> EXTRACT:
=======

Small claims taking 51 weeks to go to trial as litigants wait for justice
By John Hyde >>
(2 December 2021)
The crisis in the county court was brought into focus today as the government revealed that even small claims are taking almost a year to come to trial.
Statistics, published by the Ministry of Justice for the July to September quarter, reveal the mean time taken for small claims to go to trial was 50.7 weeks – more than 12 weeks longer than in the same period in 2019.
For multi and fast track cases, litigants can expect to wait 70 weeks to go to trial – a period which is now 11 weeks longer than in 2019.
These delays came at a time when the number of county court claims was down 27% on the same period in 2019 to 404,000. The number of claims being defended has fallen 8%.
The MoJ said small claims have been ‘disproportionately impacted’ by Covid-19 in terms of timeliness and are less suited to remote hearings. The department added: ‘Measures put in place to help with the backlog of small claims include small claims mediation (re-referring cases to mediation) and early neutral evaluation (where a judge will try and engineer agreement without any finding on the fact).

=======

> WORK ORDER:
Extract the passage of the article on court delays starting at "These delays came" and ending at "on the fact).". The data that comes next is separate material with no connection to the article on court delays.

=======

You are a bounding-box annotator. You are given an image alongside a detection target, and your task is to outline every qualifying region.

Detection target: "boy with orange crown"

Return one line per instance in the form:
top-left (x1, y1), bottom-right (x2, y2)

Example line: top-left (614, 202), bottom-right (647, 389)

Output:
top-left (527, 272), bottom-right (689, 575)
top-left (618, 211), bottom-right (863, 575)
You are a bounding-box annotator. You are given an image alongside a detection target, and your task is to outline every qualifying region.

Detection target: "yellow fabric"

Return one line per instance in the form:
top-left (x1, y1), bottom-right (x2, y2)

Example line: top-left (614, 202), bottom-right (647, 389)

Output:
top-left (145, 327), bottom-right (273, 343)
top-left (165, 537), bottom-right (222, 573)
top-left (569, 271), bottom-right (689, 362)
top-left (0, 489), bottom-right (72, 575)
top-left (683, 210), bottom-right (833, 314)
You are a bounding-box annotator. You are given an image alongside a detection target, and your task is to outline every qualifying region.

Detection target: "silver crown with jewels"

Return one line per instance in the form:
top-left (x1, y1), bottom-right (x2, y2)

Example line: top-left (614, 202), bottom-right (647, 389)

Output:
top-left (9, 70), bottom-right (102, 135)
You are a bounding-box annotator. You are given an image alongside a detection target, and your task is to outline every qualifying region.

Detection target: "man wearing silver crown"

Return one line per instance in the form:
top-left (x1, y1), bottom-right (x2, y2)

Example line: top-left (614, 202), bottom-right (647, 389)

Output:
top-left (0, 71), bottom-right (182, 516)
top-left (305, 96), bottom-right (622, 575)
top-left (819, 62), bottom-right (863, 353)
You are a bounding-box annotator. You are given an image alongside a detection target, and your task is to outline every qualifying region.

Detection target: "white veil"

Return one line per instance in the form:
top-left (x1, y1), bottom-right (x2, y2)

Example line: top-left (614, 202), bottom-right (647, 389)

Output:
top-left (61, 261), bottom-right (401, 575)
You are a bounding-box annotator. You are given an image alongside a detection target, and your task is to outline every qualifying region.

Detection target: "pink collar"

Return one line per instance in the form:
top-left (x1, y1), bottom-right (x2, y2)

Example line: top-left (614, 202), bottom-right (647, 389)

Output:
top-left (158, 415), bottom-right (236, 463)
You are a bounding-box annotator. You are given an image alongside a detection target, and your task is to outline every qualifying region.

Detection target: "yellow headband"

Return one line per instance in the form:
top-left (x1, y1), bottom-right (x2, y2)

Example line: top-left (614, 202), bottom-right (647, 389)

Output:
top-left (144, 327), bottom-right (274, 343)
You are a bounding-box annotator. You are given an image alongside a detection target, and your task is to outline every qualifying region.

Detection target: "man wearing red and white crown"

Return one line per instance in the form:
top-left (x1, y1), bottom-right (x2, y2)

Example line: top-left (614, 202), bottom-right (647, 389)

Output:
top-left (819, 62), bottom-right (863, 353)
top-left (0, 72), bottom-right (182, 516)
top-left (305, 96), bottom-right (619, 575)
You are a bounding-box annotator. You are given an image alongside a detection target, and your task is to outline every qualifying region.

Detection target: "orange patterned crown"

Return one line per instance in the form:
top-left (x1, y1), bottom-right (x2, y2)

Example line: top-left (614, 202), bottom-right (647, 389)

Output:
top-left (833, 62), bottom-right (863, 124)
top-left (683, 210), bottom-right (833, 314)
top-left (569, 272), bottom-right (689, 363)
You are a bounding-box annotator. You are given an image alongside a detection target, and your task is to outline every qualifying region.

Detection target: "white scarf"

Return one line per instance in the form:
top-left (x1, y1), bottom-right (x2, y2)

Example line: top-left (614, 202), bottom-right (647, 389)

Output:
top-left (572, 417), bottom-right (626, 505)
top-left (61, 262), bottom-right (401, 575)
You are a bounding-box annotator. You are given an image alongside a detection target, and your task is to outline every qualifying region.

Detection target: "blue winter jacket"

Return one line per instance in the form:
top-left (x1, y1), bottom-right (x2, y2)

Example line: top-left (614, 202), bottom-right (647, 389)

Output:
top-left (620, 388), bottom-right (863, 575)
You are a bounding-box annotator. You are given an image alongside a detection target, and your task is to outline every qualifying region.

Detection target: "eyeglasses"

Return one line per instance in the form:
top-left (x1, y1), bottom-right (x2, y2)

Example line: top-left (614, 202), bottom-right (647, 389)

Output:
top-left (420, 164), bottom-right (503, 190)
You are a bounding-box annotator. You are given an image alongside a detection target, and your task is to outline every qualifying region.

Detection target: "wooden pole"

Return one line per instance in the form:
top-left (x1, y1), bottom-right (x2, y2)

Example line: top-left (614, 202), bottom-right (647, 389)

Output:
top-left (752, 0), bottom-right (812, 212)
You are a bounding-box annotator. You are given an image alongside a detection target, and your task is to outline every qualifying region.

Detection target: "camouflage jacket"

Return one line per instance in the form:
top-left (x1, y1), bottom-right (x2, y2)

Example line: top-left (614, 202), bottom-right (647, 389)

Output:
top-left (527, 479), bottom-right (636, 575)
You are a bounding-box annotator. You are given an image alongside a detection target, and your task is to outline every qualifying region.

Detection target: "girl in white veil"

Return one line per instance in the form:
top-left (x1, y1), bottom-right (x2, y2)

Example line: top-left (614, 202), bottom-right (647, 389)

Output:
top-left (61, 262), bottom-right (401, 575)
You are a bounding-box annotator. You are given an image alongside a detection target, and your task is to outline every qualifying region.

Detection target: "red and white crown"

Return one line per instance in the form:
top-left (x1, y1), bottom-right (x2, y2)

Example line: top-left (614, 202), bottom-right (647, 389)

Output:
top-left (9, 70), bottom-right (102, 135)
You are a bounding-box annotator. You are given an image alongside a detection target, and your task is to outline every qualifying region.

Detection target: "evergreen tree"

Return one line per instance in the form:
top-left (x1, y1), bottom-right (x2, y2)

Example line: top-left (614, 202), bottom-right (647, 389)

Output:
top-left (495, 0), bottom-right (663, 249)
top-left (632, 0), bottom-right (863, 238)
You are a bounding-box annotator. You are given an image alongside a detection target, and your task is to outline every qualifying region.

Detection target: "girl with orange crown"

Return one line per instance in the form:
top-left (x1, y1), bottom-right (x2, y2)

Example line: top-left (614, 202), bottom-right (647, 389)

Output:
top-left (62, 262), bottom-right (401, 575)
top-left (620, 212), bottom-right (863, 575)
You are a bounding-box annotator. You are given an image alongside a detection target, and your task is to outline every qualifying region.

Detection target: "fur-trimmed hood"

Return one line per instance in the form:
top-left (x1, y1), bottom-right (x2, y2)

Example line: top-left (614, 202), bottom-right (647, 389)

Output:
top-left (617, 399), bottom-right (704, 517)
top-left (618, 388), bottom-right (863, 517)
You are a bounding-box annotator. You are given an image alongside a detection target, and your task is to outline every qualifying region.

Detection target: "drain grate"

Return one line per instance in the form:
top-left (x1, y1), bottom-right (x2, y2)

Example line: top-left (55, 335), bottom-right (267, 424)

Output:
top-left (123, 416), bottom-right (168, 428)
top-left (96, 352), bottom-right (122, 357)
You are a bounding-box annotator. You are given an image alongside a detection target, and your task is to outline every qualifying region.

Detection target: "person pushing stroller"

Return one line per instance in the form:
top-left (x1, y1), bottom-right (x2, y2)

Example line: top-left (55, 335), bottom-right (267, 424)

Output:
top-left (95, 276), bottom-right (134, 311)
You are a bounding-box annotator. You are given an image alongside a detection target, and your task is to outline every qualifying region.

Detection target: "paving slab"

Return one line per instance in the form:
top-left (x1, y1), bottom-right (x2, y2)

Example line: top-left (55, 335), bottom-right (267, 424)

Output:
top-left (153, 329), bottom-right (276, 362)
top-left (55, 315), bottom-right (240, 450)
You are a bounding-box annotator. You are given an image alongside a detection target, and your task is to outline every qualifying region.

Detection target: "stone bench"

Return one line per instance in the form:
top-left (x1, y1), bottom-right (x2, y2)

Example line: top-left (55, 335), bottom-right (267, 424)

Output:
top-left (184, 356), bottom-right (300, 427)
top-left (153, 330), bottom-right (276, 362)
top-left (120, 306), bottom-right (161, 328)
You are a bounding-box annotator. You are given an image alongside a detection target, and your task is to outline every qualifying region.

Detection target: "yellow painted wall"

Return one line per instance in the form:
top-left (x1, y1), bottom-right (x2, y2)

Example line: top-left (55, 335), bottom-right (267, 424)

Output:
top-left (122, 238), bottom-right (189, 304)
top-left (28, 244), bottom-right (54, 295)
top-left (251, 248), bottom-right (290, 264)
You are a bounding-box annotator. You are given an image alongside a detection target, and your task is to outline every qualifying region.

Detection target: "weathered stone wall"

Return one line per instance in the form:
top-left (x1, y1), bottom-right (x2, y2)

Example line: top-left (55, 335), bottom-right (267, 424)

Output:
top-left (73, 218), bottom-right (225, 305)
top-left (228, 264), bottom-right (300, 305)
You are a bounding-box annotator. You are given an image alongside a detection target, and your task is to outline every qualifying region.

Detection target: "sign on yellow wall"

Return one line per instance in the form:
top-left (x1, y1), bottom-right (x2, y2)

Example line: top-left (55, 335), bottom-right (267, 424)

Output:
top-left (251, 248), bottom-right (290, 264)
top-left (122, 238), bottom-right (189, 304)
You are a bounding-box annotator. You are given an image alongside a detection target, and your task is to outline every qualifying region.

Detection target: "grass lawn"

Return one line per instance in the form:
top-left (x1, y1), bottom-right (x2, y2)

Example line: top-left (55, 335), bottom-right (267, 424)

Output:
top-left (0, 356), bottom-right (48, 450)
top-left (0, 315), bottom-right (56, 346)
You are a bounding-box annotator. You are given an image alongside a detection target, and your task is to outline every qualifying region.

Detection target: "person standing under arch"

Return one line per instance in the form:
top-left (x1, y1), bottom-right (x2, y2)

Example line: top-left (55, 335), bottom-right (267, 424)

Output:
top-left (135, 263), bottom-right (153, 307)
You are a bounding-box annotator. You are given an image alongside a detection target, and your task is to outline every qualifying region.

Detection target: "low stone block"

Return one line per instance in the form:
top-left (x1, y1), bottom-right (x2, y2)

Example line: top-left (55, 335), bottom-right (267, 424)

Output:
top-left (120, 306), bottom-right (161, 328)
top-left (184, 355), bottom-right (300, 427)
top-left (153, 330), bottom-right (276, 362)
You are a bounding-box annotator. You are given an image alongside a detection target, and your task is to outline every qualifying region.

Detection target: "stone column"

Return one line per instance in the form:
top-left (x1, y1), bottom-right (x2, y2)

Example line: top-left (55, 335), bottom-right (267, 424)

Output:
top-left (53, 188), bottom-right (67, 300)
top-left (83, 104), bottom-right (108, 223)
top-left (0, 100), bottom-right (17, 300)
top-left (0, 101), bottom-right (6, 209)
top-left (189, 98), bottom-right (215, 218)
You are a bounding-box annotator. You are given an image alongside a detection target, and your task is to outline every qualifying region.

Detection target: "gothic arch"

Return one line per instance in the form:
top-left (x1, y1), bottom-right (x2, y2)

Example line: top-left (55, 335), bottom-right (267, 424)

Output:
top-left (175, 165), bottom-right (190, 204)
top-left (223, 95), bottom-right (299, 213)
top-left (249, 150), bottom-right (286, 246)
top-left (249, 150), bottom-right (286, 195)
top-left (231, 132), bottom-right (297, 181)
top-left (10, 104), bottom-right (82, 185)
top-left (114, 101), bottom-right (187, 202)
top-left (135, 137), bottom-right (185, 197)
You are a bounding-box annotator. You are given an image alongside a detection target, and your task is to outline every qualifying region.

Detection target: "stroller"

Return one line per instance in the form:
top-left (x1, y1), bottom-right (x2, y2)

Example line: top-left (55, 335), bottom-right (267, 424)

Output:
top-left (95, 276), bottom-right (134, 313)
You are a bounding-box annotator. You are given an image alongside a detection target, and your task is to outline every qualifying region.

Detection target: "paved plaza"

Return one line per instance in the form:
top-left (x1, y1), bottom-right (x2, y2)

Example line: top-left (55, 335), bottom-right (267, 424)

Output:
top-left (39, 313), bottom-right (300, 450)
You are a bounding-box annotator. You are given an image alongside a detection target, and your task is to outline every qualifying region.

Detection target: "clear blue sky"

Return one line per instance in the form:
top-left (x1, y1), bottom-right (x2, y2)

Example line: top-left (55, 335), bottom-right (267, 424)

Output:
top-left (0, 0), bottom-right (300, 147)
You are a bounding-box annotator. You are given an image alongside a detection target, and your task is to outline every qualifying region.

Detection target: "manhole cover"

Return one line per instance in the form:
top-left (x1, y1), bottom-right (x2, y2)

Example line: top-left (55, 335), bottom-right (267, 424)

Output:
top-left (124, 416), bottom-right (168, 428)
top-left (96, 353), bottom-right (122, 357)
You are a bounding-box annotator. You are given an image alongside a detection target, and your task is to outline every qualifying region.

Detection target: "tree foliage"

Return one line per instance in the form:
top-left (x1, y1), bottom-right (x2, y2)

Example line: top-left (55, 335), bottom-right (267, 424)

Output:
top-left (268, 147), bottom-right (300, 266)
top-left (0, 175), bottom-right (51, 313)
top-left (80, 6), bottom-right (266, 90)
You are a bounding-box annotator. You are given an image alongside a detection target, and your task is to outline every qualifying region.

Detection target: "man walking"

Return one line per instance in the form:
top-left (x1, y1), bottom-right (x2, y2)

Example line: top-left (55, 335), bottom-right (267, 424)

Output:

=======

> TASK ANSWER:
These delays came at a time when the number of county court claims was down 27% on the same period in 2019 to 404,000. The number of claims being defended has fallen 8%.
The MoJ said small claims have been ‘disproportionately impacted’ by Covid-19 in terms of timeliness and are less suited to remote hearings. The department added: ‘Measures put in place to help with the backlog of small claims include small claims mediation (re-referring cases to mediation) and early neutral evaluation (where a judge will try and engineer agreement without any finding on the fact).